* [What you should do]:
Using the data below, gather each line that includes the word "green".

* [Material provided]:
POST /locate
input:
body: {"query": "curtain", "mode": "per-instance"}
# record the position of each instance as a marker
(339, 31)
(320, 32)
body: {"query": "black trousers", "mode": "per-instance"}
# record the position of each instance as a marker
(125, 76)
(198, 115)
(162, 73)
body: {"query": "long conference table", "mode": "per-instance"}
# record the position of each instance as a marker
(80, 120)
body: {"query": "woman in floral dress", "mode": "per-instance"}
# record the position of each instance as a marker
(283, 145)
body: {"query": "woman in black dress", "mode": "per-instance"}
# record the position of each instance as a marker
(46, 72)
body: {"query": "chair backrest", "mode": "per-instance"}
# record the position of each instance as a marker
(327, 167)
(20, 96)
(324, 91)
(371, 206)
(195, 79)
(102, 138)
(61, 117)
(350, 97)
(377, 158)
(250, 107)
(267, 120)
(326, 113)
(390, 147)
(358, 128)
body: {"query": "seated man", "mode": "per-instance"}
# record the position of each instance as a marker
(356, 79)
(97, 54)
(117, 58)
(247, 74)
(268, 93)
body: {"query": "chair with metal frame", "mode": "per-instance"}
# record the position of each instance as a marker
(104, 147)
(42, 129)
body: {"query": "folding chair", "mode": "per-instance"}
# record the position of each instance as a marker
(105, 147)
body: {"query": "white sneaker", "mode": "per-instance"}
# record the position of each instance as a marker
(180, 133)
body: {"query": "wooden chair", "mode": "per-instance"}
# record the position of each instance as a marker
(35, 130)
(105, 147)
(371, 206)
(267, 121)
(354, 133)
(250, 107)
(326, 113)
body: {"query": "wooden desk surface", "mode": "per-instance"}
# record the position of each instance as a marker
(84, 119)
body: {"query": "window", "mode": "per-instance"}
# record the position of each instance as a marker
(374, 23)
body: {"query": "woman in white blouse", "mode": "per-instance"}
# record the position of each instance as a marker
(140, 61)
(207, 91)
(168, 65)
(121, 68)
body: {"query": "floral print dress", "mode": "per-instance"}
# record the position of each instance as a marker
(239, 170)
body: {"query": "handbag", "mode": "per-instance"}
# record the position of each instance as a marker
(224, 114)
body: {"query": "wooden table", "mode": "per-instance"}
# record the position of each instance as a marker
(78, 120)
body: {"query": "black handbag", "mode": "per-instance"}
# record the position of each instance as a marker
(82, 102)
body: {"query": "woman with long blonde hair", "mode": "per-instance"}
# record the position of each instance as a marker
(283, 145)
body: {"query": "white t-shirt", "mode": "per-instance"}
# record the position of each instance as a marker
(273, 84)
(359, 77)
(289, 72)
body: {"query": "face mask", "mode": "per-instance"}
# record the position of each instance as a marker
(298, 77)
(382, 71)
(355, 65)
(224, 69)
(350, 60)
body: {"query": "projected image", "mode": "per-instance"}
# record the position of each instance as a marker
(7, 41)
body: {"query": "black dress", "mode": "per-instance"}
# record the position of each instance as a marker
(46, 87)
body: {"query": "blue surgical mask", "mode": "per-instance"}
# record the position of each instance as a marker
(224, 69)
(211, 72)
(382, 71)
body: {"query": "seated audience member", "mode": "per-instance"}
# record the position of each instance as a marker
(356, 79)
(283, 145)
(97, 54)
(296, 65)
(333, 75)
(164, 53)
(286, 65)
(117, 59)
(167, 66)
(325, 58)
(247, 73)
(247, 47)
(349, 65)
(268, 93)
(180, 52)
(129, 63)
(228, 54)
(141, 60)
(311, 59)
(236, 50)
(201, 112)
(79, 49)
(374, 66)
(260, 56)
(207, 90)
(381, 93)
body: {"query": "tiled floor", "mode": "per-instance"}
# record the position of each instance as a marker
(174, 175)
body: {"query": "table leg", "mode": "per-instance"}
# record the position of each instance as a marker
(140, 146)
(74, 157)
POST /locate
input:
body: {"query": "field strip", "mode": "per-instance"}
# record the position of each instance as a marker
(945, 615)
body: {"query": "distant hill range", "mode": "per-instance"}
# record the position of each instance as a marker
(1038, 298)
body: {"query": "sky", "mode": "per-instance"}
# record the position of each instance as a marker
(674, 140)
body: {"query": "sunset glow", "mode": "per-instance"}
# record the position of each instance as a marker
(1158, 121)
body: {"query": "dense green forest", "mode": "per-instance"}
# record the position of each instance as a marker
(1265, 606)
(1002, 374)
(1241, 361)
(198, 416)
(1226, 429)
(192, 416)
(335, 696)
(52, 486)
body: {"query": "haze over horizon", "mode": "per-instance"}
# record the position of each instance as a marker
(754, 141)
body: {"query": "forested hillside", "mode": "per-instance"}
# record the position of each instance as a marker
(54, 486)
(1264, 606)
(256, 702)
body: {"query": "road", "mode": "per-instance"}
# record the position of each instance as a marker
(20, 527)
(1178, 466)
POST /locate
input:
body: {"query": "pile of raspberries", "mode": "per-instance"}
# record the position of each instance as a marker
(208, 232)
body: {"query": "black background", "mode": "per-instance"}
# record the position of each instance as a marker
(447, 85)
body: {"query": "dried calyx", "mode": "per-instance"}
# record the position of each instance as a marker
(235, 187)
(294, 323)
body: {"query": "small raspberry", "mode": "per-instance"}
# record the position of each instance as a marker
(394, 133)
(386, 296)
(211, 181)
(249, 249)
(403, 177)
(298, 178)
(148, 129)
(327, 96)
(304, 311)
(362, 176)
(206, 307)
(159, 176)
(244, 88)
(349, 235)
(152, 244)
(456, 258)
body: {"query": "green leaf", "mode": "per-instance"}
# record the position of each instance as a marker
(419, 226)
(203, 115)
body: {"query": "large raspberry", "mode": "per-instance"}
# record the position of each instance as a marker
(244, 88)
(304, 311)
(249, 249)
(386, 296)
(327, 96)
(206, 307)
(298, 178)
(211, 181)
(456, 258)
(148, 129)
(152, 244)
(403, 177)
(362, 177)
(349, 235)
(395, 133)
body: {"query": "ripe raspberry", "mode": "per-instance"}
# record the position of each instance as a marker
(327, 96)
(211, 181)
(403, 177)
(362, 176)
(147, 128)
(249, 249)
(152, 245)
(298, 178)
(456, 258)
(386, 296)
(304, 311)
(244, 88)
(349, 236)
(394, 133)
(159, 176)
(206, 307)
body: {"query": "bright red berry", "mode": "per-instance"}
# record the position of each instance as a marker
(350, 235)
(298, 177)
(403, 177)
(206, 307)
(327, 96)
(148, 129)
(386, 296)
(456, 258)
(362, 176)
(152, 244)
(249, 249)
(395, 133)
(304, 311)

* [Response area]:
body: {"query": "dense green forest", "mode": "per-instance"}
body: {"query": "green leaf", "mode": "per-instance"}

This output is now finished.